┌─ Stored data
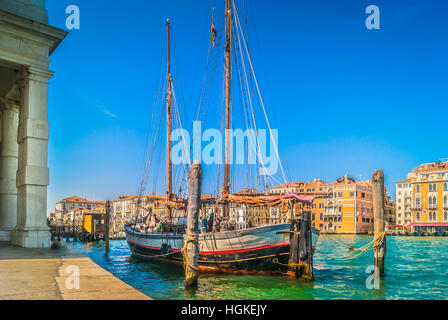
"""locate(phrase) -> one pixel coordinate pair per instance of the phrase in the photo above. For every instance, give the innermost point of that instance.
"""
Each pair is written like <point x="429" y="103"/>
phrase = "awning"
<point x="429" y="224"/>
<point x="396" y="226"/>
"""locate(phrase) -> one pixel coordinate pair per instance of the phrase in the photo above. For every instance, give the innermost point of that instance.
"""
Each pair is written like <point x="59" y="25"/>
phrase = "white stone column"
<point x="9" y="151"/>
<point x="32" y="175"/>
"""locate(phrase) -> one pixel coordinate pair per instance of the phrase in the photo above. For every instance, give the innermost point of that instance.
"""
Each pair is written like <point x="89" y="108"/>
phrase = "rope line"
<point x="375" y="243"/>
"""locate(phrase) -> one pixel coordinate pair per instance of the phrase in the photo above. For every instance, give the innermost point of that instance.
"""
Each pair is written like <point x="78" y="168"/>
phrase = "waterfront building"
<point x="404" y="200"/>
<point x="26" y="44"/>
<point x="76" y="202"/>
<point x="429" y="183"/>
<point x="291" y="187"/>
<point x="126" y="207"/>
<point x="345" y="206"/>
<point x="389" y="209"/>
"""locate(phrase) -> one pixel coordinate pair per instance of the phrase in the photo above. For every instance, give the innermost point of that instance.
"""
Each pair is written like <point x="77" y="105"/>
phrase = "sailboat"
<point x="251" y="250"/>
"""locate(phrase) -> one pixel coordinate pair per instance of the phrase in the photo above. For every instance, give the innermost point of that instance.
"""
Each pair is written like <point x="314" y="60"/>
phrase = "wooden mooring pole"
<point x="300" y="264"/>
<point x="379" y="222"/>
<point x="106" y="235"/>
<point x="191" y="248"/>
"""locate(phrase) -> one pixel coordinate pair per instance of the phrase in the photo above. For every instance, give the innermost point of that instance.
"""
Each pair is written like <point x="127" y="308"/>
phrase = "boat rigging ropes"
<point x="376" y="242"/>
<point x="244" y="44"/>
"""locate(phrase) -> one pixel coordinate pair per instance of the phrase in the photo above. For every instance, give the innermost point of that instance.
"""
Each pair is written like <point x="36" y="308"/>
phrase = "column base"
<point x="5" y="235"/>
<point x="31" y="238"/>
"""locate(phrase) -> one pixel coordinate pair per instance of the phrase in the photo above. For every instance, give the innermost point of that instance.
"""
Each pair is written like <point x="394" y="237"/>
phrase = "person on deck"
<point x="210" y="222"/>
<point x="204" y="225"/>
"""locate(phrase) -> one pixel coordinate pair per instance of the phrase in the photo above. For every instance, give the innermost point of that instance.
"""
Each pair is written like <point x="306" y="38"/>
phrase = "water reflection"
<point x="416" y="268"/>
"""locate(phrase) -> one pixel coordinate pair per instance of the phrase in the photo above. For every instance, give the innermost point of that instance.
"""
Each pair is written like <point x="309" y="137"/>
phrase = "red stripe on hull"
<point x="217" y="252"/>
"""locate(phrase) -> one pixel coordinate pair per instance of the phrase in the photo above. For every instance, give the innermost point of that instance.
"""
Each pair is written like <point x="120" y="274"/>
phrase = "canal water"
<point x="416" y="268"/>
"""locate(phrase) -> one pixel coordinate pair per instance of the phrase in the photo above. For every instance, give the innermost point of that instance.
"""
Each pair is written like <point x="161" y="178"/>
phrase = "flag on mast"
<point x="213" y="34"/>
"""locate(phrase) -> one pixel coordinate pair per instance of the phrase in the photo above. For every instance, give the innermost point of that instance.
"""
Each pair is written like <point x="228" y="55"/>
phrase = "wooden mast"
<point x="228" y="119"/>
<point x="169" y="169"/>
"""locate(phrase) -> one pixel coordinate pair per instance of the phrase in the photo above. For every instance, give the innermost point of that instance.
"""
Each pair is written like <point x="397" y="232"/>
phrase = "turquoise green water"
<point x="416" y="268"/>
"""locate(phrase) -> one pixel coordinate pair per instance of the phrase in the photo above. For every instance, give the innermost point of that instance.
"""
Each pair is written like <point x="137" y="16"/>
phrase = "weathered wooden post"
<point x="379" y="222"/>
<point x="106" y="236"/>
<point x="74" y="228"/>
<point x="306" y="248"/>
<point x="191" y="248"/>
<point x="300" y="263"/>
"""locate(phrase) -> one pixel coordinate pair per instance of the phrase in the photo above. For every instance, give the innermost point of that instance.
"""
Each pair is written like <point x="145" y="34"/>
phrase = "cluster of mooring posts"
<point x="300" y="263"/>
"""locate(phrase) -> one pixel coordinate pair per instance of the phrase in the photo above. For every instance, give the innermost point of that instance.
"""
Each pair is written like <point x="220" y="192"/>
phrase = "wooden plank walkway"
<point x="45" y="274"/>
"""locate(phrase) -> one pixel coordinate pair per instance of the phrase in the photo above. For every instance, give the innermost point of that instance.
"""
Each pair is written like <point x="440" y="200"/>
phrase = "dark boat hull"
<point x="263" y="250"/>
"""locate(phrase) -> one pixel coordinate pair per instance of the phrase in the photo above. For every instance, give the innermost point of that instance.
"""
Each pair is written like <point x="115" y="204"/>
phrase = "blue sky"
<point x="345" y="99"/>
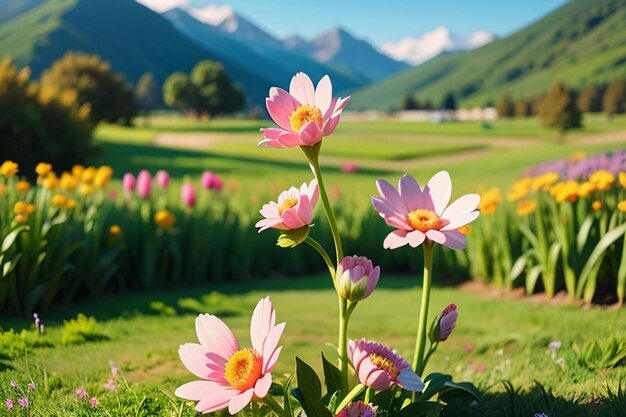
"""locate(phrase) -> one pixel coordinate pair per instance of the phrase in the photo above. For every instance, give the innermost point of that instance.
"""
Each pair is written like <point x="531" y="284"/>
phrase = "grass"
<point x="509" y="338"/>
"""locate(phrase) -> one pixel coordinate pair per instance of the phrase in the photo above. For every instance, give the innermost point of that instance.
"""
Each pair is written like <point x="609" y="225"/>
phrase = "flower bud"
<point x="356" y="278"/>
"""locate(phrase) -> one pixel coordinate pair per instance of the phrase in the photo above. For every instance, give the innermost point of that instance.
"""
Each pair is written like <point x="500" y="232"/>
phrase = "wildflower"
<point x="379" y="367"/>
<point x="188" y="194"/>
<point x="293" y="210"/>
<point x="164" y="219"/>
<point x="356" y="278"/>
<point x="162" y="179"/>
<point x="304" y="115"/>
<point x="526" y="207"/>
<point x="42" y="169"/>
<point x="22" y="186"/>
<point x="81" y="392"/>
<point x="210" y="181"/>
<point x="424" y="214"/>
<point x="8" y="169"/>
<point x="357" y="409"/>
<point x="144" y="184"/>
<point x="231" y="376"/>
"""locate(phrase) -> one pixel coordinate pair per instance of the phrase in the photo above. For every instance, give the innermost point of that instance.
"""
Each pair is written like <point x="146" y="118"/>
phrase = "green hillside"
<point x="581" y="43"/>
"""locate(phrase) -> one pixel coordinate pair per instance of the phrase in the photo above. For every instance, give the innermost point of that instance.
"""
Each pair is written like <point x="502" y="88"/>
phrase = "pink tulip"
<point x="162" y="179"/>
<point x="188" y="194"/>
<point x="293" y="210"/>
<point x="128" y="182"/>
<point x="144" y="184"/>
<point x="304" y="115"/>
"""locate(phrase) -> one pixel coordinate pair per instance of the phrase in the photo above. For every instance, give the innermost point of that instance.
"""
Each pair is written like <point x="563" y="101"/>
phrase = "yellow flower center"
└─
┌─ Stored data
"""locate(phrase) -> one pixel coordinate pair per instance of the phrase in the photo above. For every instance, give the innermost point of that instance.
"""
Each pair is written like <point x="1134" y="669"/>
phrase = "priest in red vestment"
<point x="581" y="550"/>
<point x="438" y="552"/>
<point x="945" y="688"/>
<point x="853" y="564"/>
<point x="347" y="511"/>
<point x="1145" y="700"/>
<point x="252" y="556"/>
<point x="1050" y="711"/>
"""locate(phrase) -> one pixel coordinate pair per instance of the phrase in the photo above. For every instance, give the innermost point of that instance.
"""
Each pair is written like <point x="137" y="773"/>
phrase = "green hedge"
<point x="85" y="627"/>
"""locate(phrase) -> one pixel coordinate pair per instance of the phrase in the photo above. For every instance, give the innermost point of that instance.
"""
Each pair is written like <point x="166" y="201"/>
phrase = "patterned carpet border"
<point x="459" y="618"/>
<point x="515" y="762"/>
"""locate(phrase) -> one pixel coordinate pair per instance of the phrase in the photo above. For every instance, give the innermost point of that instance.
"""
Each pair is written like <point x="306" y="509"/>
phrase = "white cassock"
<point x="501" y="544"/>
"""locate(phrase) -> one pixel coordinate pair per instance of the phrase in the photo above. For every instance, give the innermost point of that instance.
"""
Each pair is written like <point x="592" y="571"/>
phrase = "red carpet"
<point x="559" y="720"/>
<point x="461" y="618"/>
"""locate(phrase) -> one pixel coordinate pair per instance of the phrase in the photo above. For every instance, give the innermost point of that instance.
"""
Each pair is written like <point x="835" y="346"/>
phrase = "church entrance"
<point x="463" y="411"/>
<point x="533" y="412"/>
└─
Short task: Count the lines in the records that contain the word "hull", and reply with that number alone.

Answer: 2